**SHORT TASK 1**
Output every line of the records from the one containing "For every instance of the silver" down to the end of the records, reproducing each line without any change.

**DOCUMENT PASSAGE**
^^^^^^^^^^^^^^^^

Marco Vivarelli (born 11 February 1963) is an Italian economist, full professor and director of the Department of Economic Policy at the Università Cattolica del Sacro Cuore, Milan.

Biography 
Marco Vivarelli received his Laurea in 1987 from the Bocconi University, Milan and his Ph.D. in 1992 from the Science Policy Research Unit (SPRU) at Sussex University.

Professorial Fellow at UNU-MERIT, Maastricht.

Research Fellow at IZA, Bonn.

Fellow of the Global Labor Organization (GLO).

Member of the Scientific Executive Board of the Eurasia Business and Economics Society (EBES, Istanbul).

Member of the International Board of the Austrian Institute of Economic Research (WIFO, Vienna).

He has been scientific consultant for the International Labour Office, World Bank, the Inter-American Development Bank, the United Nations Industrial Development Organization and the European Commission.

Editor-in-Chief of the Eurasian Business Review.

Editor of Small Business Economics.

Associate editor of Industrial and Corporate Change

Associate editor of Economics E-Journal.

Member of the editorial board of Sustainability.

Member of the editorial review board of the International Entrepreneurship and Management Journal

He has served as referee for more than 100 international journals.

Since October 2010 to September 2013 he has been honorary professor at the SPRU-University of Sussex.

Since April 2005 to December 2012 he has been external associate at the CSGR-University of Warwick.

Since February 2004 to December 2009 he has been external senior research fellow at the Max Planck Institute of Economics in Jena.

^^^^^^^^^^^^^^^^

**SUPPLIED DATA**
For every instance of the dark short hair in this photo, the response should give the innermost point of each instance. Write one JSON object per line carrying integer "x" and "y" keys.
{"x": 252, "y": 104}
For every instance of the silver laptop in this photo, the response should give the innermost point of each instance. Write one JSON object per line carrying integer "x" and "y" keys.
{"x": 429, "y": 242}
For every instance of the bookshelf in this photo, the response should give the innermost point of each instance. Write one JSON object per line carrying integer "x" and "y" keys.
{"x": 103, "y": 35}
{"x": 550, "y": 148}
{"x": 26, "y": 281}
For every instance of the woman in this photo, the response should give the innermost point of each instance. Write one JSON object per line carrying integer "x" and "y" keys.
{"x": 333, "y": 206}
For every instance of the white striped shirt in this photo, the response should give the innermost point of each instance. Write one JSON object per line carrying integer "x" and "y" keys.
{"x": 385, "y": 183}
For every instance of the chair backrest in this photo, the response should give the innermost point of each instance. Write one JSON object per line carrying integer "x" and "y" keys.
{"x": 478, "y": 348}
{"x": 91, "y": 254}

^^^^^^^^^^^^^^^^

**SHORT TASK 2**
Return everything in the Marco Vivarelli biography from "Member of the International" down to "the European Commission.", copied word for word.

**OUTPUT 1**
For every instance of the silver laptop in this photo, the response should give the innermost point of each instance. Write one JSON object per line carrying integer "x" and "y" keys.
{"x": 429, "y": 242}
For every instance of the bookshelf in this photo, the response should give the innermost point of each instance. Write one JSON object per line carrying integer "x" and "y" keys.
{"x": 103, "y": 35}
{"x": 550, "y": 148}
{"x": 26, "y": 281}
For every instance of the woman in this photo, the response should give the innermost point of each instance. Write one JSON object per line carrying integer "x" and "y" keys.
{"x": 333, "y": 206}
For every instance of the white striped shirt in this photo, the response should give the innermost point of each instance. Write one JSON object per line carrying integer "x" and "y" keys.
{"x": 385, "y": 183}
For every instance of the chair backrest in this photo, the response should give the innermost point of each instance. Write one JSON object per line carrying integer "x" and "y" keys.
{"x": 478, "y": 348}
{"x": 91, "y": 254}

**OUTPUT 2**
Member of the International Board of the Austrian Institute of Economic Research (WIFO, Vienna).

He has been scientific consultant for the International Labour Office, World Bank, the Inter-American Development Bank, the United Nations Industrial Development Organization and the European Commission.